**REQUIREMENT 1**.
In the text on the connection structure unit, what does the vertical axis in FIG. 7 represent?

**TEXT EXTRACT**.

/---

Therefore, the side surfaces T2a, T2b, T2c, and T2d of the
connection structure unit T2 on a side of the micro lens unit T3
may form a circle or an ellipse, and the side surfaces T2a, T2b,
T2c, and T2d of the connection structure unit T2 on a side of the
prism unit T1 may form a rectangle. In addition, the curved surface
of the micro lens unit T3 protruding toward the direction away from
the prism unit T1 may be rounded protrusions, elliptical
protrusions, spherically-shaped protrusions, hemispherically-shaped
protrusions, or the combination of the above mentioned protrusions,
the side surfaces T2a, T2b, T2c, and T2d of the connection
structure unit T2 may be adjusted according the different shapes of
the micro lens unit T3, and an orthogonal projection shape of the
side of the prism unit T1 connecting with the connection structure
unit T2 on the substrate is a rectangle, so the connection part of
any two adjacent side surfaces of the four side surfaces T2a, T2b,
T2c, and T2d of the connection structure unit T2 forms a ridge
line. The four side surfaces T2a, T2b, T2c, and T2d of the
connection structure unit T2 are smooth curved surfaces, and the
normal direction of the point on the curved surfaces varies with
the curved surface, so the emitting light may be refracted with
different angles and has different scattering angles resulting from
the incident light passing through the connection structure unit T2
in different positions. In this way, the connection structure unit
T2 may has at least one of the uniformity effect of the emitting
light, the blur effect, and the shielding effect.
[0045] The followings may describe the effect of the first BEF 440a
of the embodiment of the invention according to the optical
simulation diagram. Please refer to FIG. 7, the vertical axis
represents the ratio of the illumination intensity, the lateral
axis represents the light emitting angle, and assume that the ratio
of the illumination intensity emitted from the light source is 1.

\---

**REQUIREMENT 2**.
Put the lines of the listing into a numbered list, starting at the line that contains "of the woman" and ending at the line that contains "x=356 y=338", and skip any blank lines.

(Pointing records)
/---

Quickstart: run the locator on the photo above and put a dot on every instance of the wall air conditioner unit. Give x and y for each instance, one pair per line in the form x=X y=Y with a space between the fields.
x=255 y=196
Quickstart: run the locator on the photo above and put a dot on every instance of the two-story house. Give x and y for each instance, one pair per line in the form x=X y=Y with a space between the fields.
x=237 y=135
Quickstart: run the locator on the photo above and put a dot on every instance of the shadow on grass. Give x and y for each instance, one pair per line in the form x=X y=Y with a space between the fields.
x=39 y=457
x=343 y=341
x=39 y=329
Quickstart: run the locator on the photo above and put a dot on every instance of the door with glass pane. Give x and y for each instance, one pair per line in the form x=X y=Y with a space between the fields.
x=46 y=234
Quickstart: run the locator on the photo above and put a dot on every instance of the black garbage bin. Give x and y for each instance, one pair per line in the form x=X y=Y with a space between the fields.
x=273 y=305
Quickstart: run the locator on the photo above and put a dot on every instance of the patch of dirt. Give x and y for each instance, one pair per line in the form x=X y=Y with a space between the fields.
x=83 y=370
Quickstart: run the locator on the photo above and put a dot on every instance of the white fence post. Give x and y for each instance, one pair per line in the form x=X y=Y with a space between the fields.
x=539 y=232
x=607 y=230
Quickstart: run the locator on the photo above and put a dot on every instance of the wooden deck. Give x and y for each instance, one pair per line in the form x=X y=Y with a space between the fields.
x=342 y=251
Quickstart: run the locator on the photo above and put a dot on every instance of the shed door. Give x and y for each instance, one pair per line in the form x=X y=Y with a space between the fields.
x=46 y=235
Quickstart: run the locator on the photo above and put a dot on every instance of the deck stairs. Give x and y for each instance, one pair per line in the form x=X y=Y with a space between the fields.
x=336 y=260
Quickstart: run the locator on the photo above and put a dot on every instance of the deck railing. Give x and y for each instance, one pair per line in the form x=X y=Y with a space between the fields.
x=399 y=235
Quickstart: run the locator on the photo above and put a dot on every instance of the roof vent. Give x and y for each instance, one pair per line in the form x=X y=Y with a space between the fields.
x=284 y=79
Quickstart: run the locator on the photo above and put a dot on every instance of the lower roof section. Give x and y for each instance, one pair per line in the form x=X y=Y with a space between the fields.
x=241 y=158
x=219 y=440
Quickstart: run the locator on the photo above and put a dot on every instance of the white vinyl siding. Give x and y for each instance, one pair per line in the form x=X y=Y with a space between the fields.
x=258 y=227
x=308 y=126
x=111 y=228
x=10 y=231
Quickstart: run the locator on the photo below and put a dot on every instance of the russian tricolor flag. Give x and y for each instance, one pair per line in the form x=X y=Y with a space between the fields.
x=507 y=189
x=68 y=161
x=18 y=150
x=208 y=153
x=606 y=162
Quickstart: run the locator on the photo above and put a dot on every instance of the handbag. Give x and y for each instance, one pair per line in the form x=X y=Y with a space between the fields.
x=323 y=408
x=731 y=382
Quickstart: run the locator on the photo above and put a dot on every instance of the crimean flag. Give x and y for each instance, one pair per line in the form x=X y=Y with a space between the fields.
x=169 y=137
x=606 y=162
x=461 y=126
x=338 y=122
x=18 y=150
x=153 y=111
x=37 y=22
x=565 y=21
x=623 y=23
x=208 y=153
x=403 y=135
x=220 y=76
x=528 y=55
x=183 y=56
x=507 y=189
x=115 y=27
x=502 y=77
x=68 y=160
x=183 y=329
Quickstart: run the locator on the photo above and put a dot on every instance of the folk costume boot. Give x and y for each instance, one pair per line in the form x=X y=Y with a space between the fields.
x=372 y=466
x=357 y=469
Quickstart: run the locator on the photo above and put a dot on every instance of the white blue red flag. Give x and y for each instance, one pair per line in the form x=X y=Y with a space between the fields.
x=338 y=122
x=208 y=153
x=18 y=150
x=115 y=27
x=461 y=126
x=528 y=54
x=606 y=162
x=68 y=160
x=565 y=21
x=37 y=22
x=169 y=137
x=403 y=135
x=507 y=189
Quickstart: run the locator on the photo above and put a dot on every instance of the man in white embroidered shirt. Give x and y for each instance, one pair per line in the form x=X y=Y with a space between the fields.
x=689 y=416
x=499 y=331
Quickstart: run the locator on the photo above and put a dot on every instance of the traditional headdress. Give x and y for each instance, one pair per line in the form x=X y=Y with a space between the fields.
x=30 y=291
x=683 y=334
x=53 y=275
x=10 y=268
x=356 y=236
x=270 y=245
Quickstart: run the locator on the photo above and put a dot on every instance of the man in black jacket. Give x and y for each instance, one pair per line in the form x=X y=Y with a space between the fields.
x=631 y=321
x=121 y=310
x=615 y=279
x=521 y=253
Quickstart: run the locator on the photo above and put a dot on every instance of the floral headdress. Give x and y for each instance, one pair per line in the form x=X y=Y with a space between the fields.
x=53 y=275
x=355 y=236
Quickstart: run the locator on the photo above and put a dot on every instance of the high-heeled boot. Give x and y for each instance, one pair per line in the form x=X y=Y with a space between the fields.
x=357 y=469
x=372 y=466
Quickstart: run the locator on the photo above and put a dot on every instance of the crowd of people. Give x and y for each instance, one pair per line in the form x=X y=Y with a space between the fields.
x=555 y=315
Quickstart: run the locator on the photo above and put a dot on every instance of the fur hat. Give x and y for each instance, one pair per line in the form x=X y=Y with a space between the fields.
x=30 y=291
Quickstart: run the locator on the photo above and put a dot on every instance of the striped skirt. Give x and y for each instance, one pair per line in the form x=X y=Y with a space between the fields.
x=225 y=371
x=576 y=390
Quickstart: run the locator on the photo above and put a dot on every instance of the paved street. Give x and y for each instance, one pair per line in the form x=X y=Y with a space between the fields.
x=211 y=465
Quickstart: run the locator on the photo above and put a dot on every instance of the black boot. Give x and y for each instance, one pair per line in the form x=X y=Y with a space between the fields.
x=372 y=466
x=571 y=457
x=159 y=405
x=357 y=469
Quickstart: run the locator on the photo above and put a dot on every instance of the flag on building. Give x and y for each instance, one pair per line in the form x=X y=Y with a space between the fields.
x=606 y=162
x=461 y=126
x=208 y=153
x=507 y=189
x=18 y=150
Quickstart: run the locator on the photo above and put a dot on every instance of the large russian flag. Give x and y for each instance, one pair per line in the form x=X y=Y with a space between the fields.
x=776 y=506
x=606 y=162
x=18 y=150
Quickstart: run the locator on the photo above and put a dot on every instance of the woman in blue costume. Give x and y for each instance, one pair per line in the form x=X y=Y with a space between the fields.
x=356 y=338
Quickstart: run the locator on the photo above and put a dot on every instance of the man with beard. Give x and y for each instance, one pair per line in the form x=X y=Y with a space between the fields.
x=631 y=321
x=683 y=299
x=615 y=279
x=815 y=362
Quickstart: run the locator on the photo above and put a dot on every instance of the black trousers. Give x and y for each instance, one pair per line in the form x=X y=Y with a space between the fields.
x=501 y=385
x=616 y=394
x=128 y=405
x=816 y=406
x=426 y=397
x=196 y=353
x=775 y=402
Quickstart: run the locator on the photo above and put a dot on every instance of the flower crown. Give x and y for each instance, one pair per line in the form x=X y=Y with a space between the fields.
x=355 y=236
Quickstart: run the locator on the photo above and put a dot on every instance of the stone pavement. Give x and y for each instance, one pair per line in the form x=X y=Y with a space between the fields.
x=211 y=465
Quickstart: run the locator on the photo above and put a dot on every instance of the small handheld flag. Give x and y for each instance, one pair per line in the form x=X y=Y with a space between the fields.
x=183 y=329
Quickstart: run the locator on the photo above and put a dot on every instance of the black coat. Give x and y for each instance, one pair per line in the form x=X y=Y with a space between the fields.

\---

**TASK OUTPUT 1**.
The ratio of the illumination intensity.

**TASK OUTPUT 2**.
1. Quickstart: run the locator on the photo above and put a dot on every instance of the woman in blue costume. Give x and y for each instance, one pair per line in the form x=X y=Y with a space between the fields.
2. x=356 y=338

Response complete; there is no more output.